EXERCISE DESCRIPTION: Reproduce the entries below exactly, but only from the line containing "Where is the dark" to the line containing "Where is the fence", inclusive.

DATA:
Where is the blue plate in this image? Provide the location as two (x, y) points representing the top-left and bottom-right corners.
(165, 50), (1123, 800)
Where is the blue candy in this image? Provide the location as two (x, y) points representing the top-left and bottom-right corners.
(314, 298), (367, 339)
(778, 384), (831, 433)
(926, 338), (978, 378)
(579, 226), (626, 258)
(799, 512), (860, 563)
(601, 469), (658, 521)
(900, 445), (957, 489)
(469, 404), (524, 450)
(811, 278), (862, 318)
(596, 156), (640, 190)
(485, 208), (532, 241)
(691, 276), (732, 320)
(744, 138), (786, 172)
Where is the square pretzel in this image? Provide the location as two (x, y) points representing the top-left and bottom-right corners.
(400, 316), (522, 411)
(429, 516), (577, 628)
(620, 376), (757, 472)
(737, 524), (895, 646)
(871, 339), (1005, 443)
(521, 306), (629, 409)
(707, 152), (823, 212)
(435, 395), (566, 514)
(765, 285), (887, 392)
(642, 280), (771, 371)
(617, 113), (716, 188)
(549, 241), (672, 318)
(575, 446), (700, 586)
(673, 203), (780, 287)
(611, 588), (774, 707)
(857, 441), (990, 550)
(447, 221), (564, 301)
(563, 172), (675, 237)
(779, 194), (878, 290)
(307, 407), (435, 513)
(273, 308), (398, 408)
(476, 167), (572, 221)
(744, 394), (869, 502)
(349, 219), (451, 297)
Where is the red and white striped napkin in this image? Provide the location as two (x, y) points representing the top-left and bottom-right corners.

==

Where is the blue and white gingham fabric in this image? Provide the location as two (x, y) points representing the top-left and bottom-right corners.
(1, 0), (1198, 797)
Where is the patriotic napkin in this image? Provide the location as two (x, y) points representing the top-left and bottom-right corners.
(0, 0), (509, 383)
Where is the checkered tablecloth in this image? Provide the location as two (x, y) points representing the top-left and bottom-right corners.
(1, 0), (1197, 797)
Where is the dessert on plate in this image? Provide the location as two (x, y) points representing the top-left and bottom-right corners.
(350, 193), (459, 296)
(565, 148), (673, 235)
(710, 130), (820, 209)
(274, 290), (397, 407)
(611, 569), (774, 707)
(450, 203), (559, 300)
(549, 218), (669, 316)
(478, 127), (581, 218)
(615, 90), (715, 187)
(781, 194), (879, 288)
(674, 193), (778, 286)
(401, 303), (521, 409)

...

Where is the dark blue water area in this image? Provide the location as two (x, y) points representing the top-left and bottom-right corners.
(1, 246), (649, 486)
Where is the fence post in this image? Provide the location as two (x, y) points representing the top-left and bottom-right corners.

OUTPUT FOR THIS TASK:
Where is the dark blue water area in this image? Provide the location as two (x, y) points representing the top-left and bottom-right corners.
(1, 246), (649, 486)
Where is the fence post in this image? Provide the location as two (x, y) points representing the top-left and bottom-right corners.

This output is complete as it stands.